# start of RECORD EXCERPTS
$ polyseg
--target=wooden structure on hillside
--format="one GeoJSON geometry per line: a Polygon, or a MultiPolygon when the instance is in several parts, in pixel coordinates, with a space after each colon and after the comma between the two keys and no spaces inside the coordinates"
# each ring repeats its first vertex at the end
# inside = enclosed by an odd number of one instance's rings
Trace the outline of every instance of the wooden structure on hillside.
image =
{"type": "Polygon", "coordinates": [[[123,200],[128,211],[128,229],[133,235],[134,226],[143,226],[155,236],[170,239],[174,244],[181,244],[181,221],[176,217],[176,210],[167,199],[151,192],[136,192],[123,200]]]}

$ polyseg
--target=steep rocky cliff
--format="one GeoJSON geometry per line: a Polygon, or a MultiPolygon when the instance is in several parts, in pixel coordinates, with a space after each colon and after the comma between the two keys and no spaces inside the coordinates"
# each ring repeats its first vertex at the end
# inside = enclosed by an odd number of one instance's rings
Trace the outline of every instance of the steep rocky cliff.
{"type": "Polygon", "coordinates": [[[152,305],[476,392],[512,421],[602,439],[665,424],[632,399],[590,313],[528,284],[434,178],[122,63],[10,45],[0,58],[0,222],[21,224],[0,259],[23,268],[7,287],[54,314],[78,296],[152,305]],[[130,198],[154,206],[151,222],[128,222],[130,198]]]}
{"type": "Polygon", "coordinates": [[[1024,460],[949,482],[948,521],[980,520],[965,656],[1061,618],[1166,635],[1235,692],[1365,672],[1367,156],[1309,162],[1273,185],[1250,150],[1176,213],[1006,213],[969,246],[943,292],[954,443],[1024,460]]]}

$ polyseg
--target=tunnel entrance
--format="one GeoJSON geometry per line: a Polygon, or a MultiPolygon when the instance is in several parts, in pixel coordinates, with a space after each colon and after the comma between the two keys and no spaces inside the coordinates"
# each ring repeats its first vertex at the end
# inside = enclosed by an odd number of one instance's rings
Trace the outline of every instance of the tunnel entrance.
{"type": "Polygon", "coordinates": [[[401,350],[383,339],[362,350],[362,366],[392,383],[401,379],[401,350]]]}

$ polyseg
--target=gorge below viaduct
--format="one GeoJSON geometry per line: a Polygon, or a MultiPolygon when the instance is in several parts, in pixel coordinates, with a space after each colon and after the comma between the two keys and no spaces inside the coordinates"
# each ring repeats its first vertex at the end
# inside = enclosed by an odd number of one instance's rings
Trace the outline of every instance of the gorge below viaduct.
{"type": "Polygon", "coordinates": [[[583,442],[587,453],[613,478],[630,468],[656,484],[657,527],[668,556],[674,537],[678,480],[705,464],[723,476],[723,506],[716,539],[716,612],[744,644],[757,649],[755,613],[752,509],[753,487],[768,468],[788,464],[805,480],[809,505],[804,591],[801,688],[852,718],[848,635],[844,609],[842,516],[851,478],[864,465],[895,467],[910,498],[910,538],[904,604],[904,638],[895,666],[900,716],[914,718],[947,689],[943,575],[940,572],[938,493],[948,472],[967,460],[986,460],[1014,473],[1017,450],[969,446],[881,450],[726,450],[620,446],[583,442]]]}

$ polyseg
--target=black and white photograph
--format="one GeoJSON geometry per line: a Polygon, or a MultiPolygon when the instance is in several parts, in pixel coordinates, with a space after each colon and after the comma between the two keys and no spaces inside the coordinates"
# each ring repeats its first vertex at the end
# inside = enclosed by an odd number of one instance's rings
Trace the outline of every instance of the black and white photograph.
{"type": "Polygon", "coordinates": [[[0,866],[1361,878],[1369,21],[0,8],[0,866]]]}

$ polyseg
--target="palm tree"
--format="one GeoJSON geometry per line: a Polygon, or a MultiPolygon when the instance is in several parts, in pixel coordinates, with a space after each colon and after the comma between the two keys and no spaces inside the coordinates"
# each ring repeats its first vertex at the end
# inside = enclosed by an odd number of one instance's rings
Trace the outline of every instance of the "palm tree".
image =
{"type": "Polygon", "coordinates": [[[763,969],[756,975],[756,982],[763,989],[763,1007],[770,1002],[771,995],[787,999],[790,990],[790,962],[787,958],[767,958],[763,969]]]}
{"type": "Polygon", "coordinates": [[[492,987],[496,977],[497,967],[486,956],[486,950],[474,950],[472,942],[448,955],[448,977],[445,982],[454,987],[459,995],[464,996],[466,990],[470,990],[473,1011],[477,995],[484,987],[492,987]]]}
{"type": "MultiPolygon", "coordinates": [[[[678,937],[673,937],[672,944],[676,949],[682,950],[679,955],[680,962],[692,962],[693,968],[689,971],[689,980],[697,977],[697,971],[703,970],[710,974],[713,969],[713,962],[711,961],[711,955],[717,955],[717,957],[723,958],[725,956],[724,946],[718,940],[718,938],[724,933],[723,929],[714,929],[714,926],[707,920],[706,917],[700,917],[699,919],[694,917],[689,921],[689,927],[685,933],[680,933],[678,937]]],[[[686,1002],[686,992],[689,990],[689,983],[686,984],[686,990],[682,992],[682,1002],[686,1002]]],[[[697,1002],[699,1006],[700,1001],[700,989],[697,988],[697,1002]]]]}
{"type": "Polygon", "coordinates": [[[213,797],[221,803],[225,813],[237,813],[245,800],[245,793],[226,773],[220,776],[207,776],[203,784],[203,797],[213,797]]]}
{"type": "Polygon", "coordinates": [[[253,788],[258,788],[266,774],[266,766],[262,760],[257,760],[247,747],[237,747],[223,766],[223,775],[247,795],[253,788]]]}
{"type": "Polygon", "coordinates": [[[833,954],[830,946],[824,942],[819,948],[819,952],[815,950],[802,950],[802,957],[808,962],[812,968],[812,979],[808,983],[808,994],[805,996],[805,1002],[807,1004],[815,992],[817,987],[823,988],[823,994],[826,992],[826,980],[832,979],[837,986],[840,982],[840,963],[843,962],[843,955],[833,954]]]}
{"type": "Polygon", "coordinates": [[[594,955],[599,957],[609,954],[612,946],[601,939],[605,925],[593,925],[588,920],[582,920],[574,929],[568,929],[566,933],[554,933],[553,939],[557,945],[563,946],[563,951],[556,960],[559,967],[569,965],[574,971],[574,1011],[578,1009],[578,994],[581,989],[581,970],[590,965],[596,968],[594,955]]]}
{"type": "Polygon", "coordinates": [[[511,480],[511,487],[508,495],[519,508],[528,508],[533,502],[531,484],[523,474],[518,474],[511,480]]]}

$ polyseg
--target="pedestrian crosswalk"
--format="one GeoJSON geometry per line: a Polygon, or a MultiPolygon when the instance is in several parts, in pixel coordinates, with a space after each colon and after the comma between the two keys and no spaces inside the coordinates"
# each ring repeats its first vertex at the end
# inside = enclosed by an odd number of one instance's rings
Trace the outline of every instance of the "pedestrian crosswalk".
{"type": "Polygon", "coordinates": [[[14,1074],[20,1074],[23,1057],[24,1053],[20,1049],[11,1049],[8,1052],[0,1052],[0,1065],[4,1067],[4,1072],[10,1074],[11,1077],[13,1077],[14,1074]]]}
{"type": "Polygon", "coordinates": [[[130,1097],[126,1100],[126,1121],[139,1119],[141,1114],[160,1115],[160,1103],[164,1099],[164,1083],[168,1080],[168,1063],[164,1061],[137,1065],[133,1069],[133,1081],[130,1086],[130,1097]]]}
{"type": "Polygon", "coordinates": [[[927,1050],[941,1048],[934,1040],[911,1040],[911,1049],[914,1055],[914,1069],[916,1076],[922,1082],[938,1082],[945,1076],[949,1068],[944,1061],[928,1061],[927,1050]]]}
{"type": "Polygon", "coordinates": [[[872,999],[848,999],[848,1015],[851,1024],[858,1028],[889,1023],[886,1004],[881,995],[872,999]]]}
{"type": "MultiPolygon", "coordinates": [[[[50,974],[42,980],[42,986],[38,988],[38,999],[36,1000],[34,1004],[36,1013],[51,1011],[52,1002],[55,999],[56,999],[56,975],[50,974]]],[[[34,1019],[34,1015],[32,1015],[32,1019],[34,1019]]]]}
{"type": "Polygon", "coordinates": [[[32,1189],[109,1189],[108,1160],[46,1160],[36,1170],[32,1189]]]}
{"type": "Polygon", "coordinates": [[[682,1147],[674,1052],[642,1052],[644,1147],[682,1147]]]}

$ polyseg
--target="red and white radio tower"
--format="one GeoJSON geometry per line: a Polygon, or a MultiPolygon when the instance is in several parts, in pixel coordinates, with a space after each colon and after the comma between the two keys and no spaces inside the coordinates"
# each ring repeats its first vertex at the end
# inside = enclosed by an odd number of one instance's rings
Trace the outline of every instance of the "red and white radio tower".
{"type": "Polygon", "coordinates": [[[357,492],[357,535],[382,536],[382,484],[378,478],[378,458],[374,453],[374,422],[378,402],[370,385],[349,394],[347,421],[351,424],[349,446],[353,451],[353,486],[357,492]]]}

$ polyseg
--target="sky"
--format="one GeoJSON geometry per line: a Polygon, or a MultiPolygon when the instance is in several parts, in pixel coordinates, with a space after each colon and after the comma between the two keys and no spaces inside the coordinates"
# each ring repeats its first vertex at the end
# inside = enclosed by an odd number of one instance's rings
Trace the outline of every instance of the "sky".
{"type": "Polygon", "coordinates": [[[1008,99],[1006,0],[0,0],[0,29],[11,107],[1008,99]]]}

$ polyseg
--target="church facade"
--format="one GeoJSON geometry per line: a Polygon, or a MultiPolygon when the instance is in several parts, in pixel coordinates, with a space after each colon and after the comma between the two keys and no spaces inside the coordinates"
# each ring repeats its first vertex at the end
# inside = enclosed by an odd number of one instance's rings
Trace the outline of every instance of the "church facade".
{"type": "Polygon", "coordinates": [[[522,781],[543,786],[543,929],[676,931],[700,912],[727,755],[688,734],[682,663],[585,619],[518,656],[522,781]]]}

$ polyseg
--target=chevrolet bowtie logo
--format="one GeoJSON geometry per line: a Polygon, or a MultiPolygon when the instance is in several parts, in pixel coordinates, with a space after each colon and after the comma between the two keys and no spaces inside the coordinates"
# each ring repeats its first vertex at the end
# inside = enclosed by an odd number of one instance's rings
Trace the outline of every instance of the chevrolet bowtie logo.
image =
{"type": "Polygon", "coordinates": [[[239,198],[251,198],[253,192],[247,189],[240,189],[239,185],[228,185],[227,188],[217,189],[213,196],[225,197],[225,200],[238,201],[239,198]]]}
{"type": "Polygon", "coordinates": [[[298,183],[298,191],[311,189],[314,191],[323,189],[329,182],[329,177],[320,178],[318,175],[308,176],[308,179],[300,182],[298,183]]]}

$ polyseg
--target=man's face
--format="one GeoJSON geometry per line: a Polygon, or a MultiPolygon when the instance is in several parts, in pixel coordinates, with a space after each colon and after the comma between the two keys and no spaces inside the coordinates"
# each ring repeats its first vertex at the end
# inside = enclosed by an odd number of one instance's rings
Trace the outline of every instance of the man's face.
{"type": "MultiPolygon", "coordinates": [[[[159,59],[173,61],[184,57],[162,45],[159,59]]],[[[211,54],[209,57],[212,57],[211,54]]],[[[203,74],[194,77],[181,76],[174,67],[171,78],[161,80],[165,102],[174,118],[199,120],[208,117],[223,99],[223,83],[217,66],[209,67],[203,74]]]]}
# end of RECORD EXCERPTS
Please locate every line in the records above that contains the word "logo" and copy each such line.

--target=chevrolet bowtie logo
Trace the outline of every instance of the chevrolet bowtie logo.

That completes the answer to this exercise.